* begin Data provided *

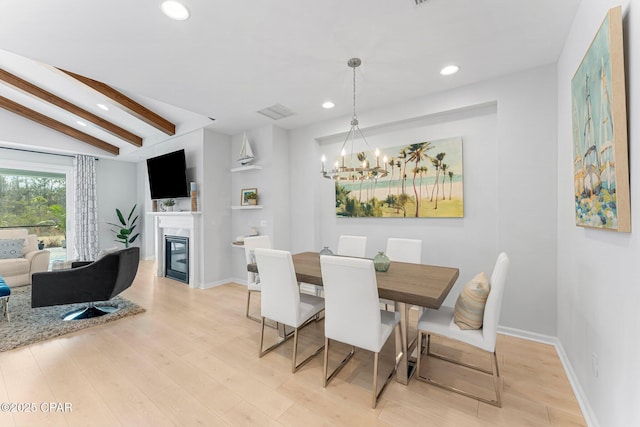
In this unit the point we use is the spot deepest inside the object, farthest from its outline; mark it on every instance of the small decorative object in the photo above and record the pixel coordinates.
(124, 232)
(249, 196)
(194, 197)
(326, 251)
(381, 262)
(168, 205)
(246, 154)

* end Data provided *
* begin Data provided *

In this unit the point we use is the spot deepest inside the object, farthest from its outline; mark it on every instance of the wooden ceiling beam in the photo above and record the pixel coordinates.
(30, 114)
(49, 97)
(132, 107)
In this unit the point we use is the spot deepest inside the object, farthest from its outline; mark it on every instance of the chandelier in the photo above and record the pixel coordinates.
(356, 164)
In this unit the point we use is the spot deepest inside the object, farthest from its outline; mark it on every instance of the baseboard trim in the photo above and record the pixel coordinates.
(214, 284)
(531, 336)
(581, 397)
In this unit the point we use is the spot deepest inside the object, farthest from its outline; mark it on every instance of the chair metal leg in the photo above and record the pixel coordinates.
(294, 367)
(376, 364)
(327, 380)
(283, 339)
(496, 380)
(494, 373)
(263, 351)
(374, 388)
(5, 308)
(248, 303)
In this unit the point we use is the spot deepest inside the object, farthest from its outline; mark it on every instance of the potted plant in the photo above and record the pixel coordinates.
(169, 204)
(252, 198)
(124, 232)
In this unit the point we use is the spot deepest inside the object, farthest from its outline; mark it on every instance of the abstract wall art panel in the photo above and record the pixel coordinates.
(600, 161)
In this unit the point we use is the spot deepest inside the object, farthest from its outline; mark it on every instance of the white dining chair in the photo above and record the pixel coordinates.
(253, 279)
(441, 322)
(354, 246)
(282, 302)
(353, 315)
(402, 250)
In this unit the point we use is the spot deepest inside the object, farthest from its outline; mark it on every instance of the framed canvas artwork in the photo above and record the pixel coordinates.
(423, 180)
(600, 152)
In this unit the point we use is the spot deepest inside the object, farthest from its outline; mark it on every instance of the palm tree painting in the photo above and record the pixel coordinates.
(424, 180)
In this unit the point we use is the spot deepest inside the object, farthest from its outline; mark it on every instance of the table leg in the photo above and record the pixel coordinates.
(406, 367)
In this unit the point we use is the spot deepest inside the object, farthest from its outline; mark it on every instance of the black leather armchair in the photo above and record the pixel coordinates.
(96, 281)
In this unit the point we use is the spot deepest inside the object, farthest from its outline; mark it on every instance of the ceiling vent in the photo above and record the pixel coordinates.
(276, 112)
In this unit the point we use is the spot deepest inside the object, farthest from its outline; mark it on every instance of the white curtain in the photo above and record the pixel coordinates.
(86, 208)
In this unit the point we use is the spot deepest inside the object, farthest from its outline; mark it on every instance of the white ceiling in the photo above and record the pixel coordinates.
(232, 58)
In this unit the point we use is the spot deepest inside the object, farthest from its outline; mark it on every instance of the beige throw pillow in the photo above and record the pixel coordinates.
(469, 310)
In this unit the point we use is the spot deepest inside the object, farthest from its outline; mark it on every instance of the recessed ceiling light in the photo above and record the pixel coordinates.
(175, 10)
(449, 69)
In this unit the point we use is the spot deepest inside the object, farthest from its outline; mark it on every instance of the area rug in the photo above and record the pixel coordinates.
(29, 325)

* end Data provided *

> Task to carry out: Locate each line in the listing above that contains the word "panel", and copy every such line in full.

> Complete output:
In this unit the point we use is the spot deepest inside the object, farthest from its outline; mark it on every instance of the abstract wall art panel in the photo above and record the pixel coordinates.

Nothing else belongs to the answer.